Meine Damen und Herren, wir fordern Chancengleichheit zwischen den staatlichen Schulen und Schulen in freier Trägerschaft!
wir fordern Chancengleichheit, und zwar in finanzieller Hinsicht, aber natürlich auch für die Schulen in freier Trägerschaft, in staatlicher Trägerschaft, damit sie die gleichen Freiräume und die gleichen Möglichkeiten haben. Das ist natürlich die Voraussetzung. In der Beziehung haben Sie recht, aber das haben Sie in dem Gesetz nicht verwirklicht. Es muss endlich Schluss gemacht werden mit der Stigmatisierung Schule für Reiche auf der einen Seite und Restschule auf der anderen Seite.
(Ilka Lochner-Borst, CDU: Das macht die CDU in Mecklenburg-Vorpommern auch, nur in anderen Bundesländern nicht.)
Elternbeiträge und Wartefristen dürfen nicht dazu dienen, das Land zu entlasten und Schulen in staatlicher Trägerschaft quer zu subventionieren. Zu den Berechnungsgrundlagen für die Ersatzschulfinanzierungen ist zu sagen, es wird höhere Belastungen für die Eltern geben. Wir brauchen eine vollständige Erfassung aller Kosten eines Schulbetriebes und eine Differenzierung nach Standorten. Eine Schule in Rostock muss anders alimentiert werden als eine Schule, die eine Versorgung in der Fläche leisten muss. Wir stellen klar, dass wir weder die Zügigkeit noch die Schülermindestzahlen festlegen wollen. Auch Beschränkungen auf die entsprechenden Jahrgänge machen keinen Sinn, wenn die Schule mit der Gesamtschülerzahl betriebswirtschaftlich selbstständig arbeiten kann. Wir wollen, dass Schulen sowohl bildungspolitisch, finanzpolitisch als auch strukturpolitisch tragfähig sind.

........

__Aufgaben__.
(a) Kopiere aus dem Textauszug den Abschnitt zwischen „Meine Damen und“ und „der anderen Seite.“, beide Stellen eingeschlossen.
(b) Nenne alle Hinsichten, in denen Schulen laut dem Textauszug tragfähig sein sollen.

........

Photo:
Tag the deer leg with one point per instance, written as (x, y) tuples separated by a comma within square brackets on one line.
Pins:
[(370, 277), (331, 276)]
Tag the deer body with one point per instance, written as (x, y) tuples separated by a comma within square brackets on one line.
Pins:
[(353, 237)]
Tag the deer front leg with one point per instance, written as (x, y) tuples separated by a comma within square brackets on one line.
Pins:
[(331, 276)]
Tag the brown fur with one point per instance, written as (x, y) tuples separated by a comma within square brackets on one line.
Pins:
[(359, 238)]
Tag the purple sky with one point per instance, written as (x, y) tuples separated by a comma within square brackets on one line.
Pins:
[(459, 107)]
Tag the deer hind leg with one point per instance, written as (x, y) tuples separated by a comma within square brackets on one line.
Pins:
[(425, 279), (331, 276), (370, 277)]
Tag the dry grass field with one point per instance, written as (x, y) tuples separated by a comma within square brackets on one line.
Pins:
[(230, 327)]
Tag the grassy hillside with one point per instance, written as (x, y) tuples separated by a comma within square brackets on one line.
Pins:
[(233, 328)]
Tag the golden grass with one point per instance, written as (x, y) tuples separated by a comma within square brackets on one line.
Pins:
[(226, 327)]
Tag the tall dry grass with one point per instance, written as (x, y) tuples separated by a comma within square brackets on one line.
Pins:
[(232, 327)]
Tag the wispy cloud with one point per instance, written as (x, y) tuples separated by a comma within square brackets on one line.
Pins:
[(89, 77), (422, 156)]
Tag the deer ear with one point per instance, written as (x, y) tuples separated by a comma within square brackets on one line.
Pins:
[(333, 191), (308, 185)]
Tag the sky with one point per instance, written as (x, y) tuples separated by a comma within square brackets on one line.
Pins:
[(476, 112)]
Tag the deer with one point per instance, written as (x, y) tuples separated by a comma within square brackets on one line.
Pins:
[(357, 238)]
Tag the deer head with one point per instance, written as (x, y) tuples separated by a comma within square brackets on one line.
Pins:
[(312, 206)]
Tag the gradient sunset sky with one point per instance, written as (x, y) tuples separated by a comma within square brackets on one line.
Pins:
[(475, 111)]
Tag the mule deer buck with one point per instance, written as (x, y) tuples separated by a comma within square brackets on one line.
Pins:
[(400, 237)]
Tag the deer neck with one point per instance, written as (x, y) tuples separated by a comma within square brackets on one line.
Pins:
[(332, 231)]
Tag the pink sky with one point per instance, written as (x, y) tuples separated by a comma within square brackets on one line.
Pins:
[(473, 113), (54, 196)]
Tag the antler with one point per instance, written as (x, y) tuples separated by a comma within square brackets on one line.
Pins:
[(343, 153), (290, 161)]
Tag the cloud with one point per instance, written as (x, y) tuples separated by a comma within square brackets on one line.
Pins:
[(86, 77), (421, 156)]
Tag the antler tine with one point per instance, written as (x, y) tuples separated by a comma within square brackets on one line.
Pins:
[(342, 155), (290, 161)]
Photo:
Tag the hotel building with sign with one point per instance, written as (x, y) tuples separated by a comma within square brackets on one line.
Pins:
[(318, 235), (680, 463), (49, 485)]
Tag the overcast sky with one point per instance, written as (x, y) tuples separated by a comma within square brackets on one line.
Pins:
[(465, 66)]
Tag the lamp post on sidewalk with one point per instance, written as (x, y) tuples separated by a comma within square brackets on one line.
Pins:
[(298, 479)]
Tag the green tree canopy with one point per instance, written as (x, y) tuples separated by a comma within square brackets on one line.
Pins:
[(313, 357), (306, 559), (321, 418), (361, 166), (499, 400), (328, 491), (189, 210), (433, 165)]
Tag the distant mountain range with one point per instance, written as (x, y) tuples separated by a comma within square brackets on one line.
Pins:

........

__Lösungen__.
(a)
Meine Damen und Herren, wir fordern Chancengleichheit zwischen den staatlichen Schulen und Schulen in freier Trägerschaft!
wir fordern Chancengleichheit, und zwar in finanzieller Hinsicht, aber natürlich auch für die Schulen in freier Trägerschaft, in staatlicher Trägerschaft, damit sie die gleichen Freiräume und die gleichen Möglichkeiten haben. Das ist natürlich die Voraussetzung. In der Beziehung haben Sie recht, aber das haben Sie in dem Gesetz nicht verwirklicht. Es muss endlich Schluss gemacht werden mit der Stigmatisierung Schule für Reiche auf der einen Seite und Restschule auf der anderen Seite.

(b) bildungspolitisch, finanzpolitisch, strukturpolitisch